- To be done:
1. For the Flappy Bird article, decide whether each statement agrees with it: (a) Dong Nguyen built the game in under two hours; (b) Dong Nguyen plans to sell the game instead of shutting it down; (c) the game came out in May 2013. Answer yes or no for each and quote the deciding words.
2. Carry the Flappy Bird article forward from the end of its last sentence.

## BEGIN Extract

Imagine Making $50,000 A Day From An App… Then Shutting It Down. That's What This Guy Did

By on February 8, 2014 in ArticlesEntertainment

A couple of years ago when I first launched Celebrity Net Worth, my dream was that someday it would make $2000 a month from ad revenue. At the time, I was still working a full time day job and had to work on the site in my free time, at night and on weekends. Most people reading this right now will probably agree that an extra $2000 a month can change your life. For me, that was enough money to cover my rent and bills with a little bit left over for food and drinks. If I ever got fired from my day job, or decided to quit, I'd have a nice cushion to make the transition a thousand times less painful. Actually two thousand times less painful. It was a modest but achievable goal. Little did I know that eventually CNW would be big enough to actually allow me to quit my job entirely! As you can imagine, this has been one of the greatest blessings of my life, and I will do whatever it takes to make this dream scenario last for as long as possible. That's why I was absolutely shocked to hear about what is going on with the mobile game "Flappy Bird".

Flappy Bird

Flappy Bird

Earlier today, Vietnamese game developer Dong Nguyen announced that in 22 hours he will be shutting down his most famous creation, the maddeningly addictive game Flappy Bird. Why is this so shocking? Flappy Bird happens to be the #1 game for both the Apple iOS and Android operating systems. Not shocked yet? What if I told you that Dong Nguyen is just 29 years old and created the game in under two hours? Still not shocked? What if I told you that Dong Nguyen earns $50,000 PER DAY from the game? What's even crazier is the fact that Dong has no intention selling his game. He's simply shutting it down because he's sick of the overwhelming attention and stress he has received from the game's popularity. WTF!!??

Dong Nguyen

Dong Nguyen / STR/AFP/Getty Images

I had never actually even heard of Flappy Bird until this morning when news broke about Dong deciding to shut it down. The game is basically the same thing as the classic Helicopter game that you may have played at some point while bored at work. With both games you fly your bird/helicopter through a series of simple two-dimensional worlds. The object is to avoid getting hit by things that are trying to hit you. In Flappy Bird specifically, you tap the screen to keep your bird flying and then you try navigate the bird to avoid hitting big green pipes. As the game progresses the pipes get harder and harder to avoid. Since being released onto the iTunes store, this game which apparently took Dong under two hours to create, has exploded in popularity. Since being released eight months ago, in May 2013, Flappy Bird has been downloaded more than 50 million times and has over 90,000 ratings, most of which are four stars. As we mentioned earlier, Flappy Bird is the number one game on both Google Play and Apple iTunes. For Android (Google) users, the game is more popular than the free apps for Facebook, Instagram, Netflix, Snapchat, Skype and Twitter. Here's the most recent rating from iTunes:

"This game is so good, I can't stop playing. My older brother told me about this and I said no. Then all my friends told me about it and so I said "fine." Now I can't stop. It's so frustrating! Who knew such a simple game can be so annoying but awesome at the same time?"

## END Extract
## BEGIN Source material

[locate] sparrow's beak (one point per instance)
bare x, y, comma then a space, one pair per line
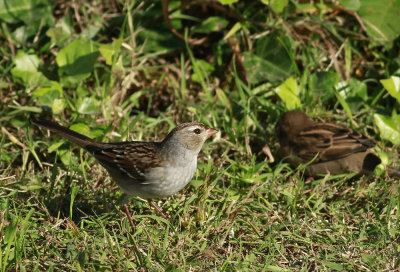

## END Source material

- Answers provided:
1.
(a) Yes: "created the game in under two hours"
(b) No: "Dong has no intention selling his game"
(c) Yes: "Since being released eight months ago, in May 2013"

2.
Android Top Games Chart

Android Top Games Chart

So why, in the name of Zeus' BUTTHOLE, did Dong announce via Twitter today that he was shutting the game down in 22 hours??? Apparently Biggie Smalls was right and mo money, does in fact bring mo problems. While the game is clearly popular with every day users, other game developers have not been so kind. Since releasing the game, Dong has received barrage of criticism and complaints from rival game developers who believe Flappy Bird stole its entire concept from other games like Helicopter and something called "Piou Piou". And they probably aren't lying. If you compare Flappy Bird and Piou Piou side-by-side, you'll see why people are upset:


As you can see, Flappy Bird basically just replaced cacti with pipes. If I was the developer of Piou Piou, I definitely would be angy. Especially after seeing Flappy Bird skyrocket in popularity. But should Dong care at this point? Apparently he has been threatened with legal action. But isn't Piou Piou is essentially a rip off of Helicopter? And Helicopter was probably a rip off of something else. Another problem that popped up was that Dong was apparently being completely overwhelmed with media requests and inquiries from companies looking to partner, sell or acquire his services. He shed a bit more light on his decision in some earlier Tweets. Keep in mind English is not his first language:

"I am sorry 'Flappy Bird' users, 22 hours from now, I will take 'Flappy Bird' down. I cannot take this anymore."

"It is not anything related to legal issues. I just cannot keep it anymore."

"I can call 'Flappy Bird' is a success of mine. But it also ruins my simple life. So now I hate it."

"Press people are overrating the success of my games. It is something I never want. Please give me peace."

"I also don't sell 'Flappy Bird', please don't ask."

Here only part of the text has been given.